▼

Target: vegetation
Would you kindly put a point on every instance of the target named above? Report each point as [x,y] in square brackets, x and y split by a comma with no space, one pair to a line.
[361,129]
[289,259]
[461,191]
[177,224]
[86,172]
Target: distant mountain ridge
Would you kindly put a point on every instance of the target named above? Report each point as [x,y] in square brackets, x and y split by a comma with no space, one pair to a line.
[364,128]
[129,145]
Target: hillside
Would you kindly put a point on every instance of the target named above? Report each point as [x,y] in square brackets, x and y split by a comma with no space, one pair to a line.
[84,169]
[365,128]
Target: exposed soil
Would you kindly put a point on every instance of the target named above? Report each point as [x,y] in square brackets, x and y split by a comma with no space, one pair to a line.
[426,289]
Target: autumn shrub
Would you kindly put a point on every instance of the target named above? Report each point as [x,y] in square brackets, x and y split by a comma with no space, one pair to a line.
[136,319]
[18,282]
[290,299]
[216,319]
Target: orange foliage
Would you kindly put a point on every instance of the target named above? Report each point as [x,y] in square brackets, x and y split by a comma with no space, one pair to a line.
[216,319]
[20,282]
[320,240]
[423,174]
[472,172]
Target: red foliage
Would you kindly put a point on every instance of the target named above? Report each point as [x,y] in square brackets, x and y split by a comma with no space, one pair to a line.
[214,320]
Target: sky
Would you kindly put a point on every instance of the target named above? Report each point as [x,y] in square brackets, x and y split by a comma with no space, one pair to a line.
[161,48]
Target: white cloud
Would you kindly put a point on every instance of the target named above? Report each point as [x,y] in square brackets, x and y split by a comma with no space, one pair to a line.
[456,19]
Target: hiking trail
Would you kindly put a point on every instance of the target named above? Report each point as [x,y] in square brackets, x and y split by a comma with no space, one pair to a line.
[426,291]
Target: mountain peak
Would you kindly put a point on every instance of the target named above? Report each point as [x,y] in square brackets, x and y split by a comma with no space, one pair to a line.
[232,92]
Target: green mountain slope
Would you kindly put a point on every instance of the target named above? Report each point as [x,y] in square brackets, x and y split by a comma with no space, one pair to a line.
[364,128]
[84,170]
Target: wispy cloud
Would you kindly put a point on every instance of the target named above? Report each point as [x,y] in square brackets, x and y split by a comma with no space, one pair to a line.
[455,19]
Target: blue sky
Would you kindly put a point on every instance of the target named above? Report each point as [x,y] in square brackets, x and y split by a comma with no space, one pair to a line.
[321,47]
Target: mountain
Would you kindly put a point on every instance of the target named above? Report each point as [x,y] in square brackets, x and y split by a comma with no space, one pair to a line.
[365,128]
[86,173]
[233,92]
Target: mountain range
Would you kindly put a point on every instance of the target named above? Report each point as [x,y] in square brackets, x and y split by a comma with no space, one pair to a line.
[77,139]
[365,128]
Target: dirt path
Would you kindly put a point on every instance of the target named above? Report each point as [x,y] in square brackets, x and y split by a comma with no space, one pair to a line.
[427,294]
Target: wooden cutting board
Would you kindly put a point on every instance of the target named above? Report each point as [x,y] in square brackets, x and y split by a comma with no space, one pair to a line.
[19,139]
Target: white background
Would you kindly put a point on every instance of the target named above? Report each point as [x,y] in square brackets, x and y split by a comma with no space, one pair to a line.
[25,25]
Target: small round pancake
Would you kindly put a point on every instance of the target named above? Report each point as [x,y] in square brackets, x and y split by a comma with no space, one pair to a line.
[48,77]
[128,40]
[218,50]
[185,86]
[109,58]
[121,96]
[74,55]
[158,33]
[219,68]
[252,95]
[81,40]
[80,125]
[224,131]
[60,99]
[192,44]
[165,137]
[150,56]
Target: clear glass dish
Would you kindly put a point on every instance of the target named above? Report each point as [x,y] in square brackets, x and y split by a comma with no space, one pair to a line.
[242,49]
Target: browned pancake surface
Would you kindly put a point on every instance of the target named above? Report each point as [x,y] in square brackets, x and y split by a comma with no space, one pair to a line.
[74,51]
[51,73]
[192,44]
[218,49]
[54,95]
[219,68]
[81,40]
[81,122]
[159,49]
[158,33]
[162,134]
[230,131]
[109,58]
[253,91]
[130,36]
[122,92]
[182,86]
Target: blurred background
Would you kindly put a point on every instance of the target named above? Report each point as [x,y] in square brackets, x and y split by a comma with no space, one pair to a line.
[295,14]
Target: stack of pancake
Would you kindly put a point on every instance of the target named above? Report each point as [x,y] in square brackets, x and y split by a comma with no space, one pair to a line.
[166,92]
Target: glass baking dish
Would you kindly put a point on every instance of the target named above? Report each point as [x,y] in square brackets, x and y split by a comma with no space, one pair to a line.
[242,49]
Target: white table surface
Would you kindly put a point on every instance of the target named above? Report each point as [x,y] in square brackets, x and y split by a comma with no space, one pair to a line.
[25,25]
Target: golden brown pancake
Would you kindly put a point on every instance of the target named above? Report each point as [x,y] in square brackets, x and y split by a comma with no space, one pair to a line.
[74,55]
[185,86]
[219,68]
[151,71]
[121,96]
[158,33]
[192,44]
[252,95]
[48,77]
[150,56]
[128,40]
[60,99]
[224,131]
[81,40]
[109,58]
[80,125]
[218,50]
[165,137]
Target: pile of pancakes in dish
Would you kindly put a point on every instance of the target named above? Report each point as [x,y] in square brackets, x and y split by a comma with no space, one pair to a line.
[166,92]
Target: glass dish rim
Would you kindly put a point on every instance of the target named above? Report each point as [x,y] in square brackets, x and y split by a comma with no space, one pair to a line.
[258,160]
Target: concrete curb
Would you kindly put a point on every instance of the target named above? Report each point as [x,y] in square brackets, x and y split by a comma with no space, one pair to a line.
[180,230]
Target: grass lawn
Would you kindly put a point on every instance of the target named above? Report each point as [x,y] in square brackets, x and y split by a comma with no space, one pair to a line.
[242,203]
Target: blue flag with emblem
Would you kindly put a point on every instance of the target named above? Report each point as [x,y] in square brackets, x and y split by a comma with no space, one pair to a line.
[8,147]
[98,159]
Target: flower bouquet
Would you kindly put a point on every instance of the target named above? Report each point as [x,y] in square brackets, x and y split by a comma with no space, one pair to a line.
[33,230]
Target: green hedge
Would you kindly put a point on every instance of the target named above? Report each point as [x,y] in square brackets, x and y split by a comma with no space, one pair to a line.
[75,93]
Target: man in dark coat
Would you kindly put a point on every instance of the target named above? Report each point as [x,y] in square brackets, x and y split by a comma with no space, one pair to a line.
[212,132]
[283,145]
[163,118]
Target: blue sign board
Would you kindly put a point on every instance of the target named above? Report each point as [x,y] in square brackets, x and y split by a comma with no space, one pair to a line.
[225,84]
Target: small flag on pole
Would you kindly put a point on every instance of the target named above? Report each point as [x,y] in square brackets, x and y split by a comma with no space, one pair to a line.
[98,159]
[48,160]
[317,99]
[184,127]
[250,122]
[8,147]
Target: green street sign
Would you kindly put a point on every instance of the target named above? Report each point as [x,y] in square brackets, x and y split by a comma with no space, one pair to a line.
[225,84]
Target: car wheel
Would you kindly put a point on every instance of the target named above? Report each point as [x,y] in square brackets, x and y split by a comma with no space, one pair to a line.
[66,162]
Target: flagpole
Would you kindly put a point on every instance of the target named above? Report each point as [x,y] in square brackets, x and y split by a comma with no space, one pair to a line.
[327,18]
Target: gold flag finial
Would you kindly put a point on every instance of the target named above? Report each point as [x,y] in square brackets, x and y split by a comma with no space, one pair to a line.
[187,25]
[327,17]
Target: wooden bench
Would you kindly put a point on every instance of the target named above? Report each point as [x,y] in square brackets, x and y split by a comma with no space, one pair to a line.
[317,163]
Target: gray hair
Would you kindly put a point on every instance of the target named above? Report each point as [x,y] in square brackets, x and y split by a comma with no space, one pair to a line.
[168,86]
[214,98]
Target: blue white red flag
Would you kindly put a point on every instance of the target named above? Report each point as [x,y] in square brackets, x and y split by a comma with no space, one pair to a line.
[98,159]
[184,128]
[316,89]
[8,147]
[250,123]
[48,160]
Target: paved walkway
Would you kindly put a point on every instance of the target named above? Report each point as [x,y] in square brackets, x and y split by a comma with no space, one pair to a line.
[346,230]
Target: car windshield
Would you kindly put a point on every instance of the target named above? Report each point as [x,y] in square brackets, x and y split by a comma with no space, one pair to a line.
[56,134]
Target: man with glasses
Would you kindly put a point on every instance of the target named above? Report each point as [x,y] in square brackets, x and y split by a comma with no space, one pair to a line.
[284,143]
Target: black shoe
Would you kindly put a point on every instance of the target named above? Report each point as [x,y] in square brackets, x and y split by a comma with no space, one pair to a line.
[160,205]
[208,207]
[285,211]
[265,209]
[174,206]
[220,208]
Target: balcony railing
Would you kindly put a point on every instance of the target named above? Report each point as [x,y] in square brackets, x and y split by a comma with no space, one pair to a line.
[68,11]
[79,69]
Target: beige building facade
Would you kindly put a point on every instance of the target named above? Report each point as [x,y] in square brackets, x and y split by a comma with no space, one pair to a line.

▲

THE EXERCISE: Transcribe only the trailing portion of the entries above: the line that contains "Target: man with glasses" and each line after it.

FINAL RESULT:
Target: man with glasses
Would you kindly put a point on every instance of the target named above? Report each point as [x,y] in square brackets, x and y split by a comma with no space, one pair to a line.
[284,143]
Target: black shoe
Would you kindly put a point on every instance of the target named above? Report each point as [x,y] in square brackets, x and y split by a comma with no space, one pair to a line.
[160,205]
[208,207]
[285,211]
[265,209]
[174,206]
[220,208]
Target: balcony railing
Would you kindly put a point on every instance of the target named above? Report each point as [x,y] in square brackets, x and y split by a comma with no space, one pair to a line.
[68,11]
[79,69]
Target: beige building facade
Would you kindly put a point on every instance of the target named above? Report each point as [x,y] in square brackets, x and y split by a comma with no space, one pair to a line.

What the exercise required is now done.